Rows from a pointing dataset:

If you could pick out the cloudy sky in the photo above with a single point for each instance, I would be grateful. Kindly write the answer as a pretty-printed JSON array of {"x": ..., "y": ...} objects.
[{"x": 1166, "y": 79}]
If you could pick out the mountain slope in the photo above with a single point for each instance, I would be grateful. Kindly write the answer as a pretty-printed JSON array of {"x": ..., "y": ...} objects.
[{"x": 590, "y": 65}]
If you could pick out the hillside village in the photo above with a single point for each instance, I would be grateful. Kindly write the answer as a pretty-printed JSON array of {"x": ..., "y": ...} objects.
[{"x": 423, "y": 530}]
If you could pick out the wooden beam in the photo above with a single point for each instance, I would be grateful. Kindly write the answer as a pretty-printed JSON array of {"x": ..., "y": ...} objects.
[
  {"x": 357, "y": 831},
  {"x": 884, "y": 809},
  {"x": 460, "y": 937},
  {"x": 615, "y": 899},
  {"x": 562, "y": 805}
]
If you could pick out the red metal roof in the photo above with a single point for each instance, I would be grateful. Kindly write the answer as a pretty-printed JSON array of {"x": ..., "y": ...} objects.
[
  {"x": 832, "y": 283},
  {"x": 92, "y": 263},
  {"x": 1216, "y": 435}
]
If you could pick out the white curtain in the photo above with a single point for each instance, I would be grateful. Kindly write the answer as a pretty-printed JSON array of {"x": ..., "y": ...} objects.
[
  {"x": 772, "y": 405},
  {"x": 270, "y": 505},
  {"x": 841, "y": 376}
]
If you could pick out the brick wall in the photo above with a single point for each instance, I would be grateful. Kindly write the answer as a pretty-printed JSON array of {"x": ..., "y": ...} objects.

> Work to do
Only the lines from the one containing "If you could pick out the white" to the end of the listing belong in the output, each reproduced exactly.

> Problem solution
If you could pick out the white curtain in the photo above with a single point for each instance, I would be grateful. Kindly write the answer as a pretty-printed JSON array of {"x": ..., "y": ...} objects.
[
  {"x": 772, "y": 405},
  {"x": 270, "y": 505},
  {"x": 841, "y": 376}
]
If you could pick out the brick wall in the photo above with a single point for each instance, I would be grateful. Kindly write the answer as a pretty-printed JSON array of {"x": ..., "y": ...} objects.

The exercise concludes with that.